PASSAGE SHOWN —
>> Begin
With Julius Goat having seemingly quit the Heroes-recap business (all for good reason, too), there is a lack of good TV commentary out there in the poker blogodome. You won't find any of that here. Lord knows I don't have the skills or self-hate to take on the task of recapping Heroes as it continues to shed viewers and any semblence of good writing. But I do have some general insight into the show, so I might as well toss in my two pesos.

The problem with Heroes is the same problem that faces many a comic book. After a while, once you've established the characters and relationships and had some reveals, a comic can easily fall into a creative rut. Continuity is ignored (so, for instance, in the first half of last season Mohinder found a cure for the powers, but in the second half, he laments how he did not have any luck finding a cure and suddenly wants to help proliferate powers?!) and storylines get rehashed over and over (how many times is someone going to paint a prophetic vision of an nuclear mushroom?!). But the solutions to Heroes' creative rut can also be found in comic books, as well as by looking back at what Heroes originally was.

Make no mistake about it, the cast of Heroes was never supposed to be. The original idea was to have each season as entirely distinct stories focusing on how real people deal with the development of super powers. That's why season 1 was so great. It was exciting to see how Hiro actually learned to control time, or unravel the mystery of what happened when Nicki blacked out and woke up to a bunch of dead guys in the room. This was a chance to see real people in extraordinary situations, and some of them embraced it (Hiro) while others fell apart (Nicki). If all went according to plan, the entire cast would basically either be released or used in lesser roles in the next season, during which we could introduce a whole new group of super powered real people.
>> End
ITEMS —
>> Begin
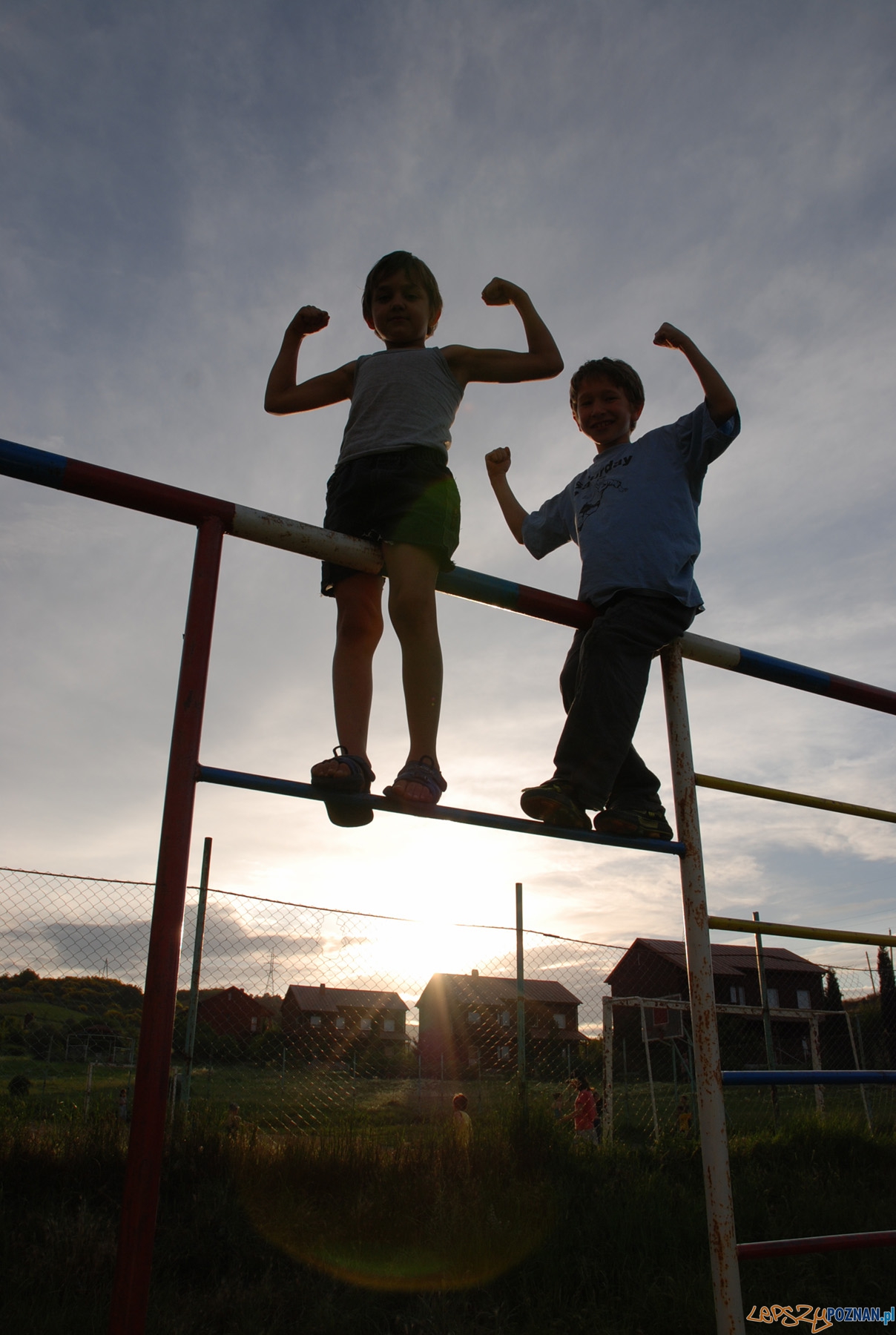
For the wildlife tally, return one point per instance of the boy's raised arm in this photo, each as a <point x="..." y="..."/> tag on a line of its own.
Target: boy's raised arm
<point x="720" y="400"/>
<point x="541" y="362"/>
<point x="282" y="394"/>
<point x="497" y="464"/>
>> End
WHAT NEEDS TO BE DONE — In the commentary on the show Heroes, what was the original plan for each season?

ANSWER TO THIS TASK — Each season was meant to be an entirely distinct story about how real people deal with the development of super powers.